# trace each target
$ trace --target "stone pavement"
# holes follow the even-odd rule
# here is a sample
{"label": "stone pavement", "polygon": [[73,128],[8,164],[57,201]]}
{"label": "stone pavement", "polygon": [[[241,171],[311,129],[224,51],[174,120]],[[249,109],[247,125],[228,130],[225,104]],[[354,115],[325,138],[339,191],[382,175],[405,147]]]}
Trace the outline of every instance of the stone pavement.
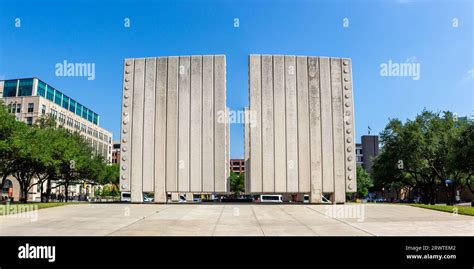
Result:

> THE EXERCISE: Filter the records and copy every line that contains the word "stone", with case counting.

> THE RESULT:
$ trace --target "stone pavement"
{"label": "stone pavement", "polygon": [[73,128],[8,164],[57,201]]}
{"label": "stone pavement", "polygon": [[[241,171],[311,129],[224,51],[174,120]],[[249,109],[247,125],[228,130],[225,104]],[[354,115],[325,138],[339,191],[382,175],[405,147]]]}
Trace the outline of every instance of the stone pavement.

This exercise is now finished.